## Required task
Render each line of the rows below as a JSON list of strings, one string per line, leaving out any blank lines.

##############################

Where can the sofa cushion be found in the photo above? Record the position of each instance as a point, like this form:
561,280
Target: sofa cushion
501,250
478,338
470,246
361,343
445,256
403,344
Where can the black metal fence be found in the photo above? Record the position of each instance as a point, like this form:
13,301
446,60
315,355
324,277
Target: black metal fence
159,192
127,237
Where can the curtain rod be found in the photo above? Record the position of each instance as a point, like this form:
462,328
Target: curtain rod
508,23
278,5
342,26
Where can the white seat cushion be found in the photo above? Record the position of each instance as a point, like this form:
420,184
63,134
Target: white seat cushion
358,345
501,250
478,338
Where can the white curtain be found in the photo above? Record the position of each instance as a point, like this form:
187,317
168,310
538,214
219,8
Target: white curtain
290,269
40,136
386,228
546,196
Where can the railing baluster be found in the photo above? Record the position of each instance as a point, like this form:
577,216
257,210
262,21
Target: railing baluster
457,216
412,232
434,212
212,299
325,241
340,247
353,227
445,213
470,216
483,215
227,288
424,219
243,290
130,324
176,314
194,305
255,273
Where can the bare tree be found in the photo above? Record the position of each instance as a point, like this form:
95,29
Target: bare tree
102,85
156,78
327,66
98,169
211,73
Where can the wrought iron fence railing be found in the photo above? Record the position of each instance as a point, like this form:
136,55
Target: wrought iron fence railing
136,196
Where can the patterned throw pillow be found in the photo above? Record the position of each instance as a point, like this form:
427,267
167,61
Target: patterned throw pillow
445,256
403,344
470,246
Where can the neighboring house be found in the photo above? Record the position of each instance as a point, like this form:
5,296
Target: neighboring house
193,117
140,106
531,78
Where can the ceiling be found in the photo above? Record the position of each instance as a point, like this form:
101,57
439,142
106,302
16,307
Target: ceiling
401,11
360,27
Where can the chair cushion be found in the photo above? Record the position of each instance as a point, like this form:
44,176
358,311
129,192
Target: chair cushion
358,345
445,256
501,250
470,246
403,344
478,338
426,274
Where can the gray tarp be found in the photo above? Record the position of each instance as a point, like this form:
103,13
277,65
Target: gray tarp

##############################

## The output
[
  "Where can the sofa cushion be found in the photo above? Record the position of each instance as a point, like this form:",
  "561,280",
  "Target: sofa cushion",
  "501,250",
  "478,338",
  "470,246",
  "361,343",
  "445,256",
  "403,344",
  "Where can the black metal fence be found in the photo above? Record the position of each instance as a point, like this form:",
  "13,301",
  "446,60",
  "315,355",
  "324,277",
  "Target: black metal fence",
  "159,192",
  "127,237",
  "Where can the curtain rod be found in the photo above? Record the position of each instance as a point, like this form:",
  "462,328",
  "Target: curtain rod",
  "508,23",
  "278,5",
  "342,26",
  "Where can the white seat cushion be found in the photo above? Record the position of each instance as a point, like this form:",
  "420,184",
  "63,134",
  "Target: white seat cushion",
  "358,345",
  "501,250",
  "478,338",
  "Where can the white curtain be found in the photo above? Record the position of each instance as a point, like this form:",
  "187,317",
  "168,310",
  "538,214",
  "219,8",
  "Target: white curtain",
  "290,269",
  "40,136",
  "386,228",
  "546,196",
  "Where can the railing baluster be found in the photo above? Record the position of each instance as a point, like this form:",
  "577,216",
  "257,210",
  "262,21",
  "Target: railing baluster",
  "457,216",
  "412,232",
  "434,212",
  "212,299",
  "325,241",
  "340,247",
  "353,227",
  "445,213",
  "470,216",
  "483,215",
  "227,288",
  "424,219",
  "243,290",
  "130,324",
  "176,314",
  "194,305",
  "255,273",
  "Where can the bare tree be found in the photo above? Record the position of each instance as a point, like this form:",
  "95,29",
  "Target: bare tree",
  "102,85",
  "156,78",
  "327,66",
  "98,169",
  "211,73",
  "Where can the wrought iron fence railing be found in the photo above? Record the position of each instance as a point, like this form:",
  "136,55",
  "Target: wrought iron fence railing",
  "136,196",
  "Where can the patterned throw pillow be found in the photo above? Record the position of each instance as a point, like this form:",
  "427,267",
  "167,61",
  "Target: patterned throw pillow",
  "445,256",
  "403,344",
  "470,246",
  "Where can the neighboring house be found in the photo above? Record the position of each instance as a point, like this form:",
  "5,296",
  "Target: neighboring house",
  "193,117",
  "140,106",
  "531,78",
  "Where can the ceiling be found in the photo above? Record the position of each instance as a point, like this form:",
  "101,57",
  "439,142",
  "106,302",
  "16,307",
  "Target: ceiling",
  "401,11",
  "360,27",
  "Where can the chair cushion be found in the photo above? Record the position of each instance as a point, like this form:",
  "44,176",
  "358,311",
  "129,192",
  "Target: chair cushion",
  "358,345",
  "445,256",
  "501,250",
  "470,246",
  "403,344",
  "478,338",
  "426,274",
  "Where can the gray tarp be found in the photo above? Record the position of each instance as a point, like this form:",
  "103,13",
  "277,65",
  "Target: gray tarp"
]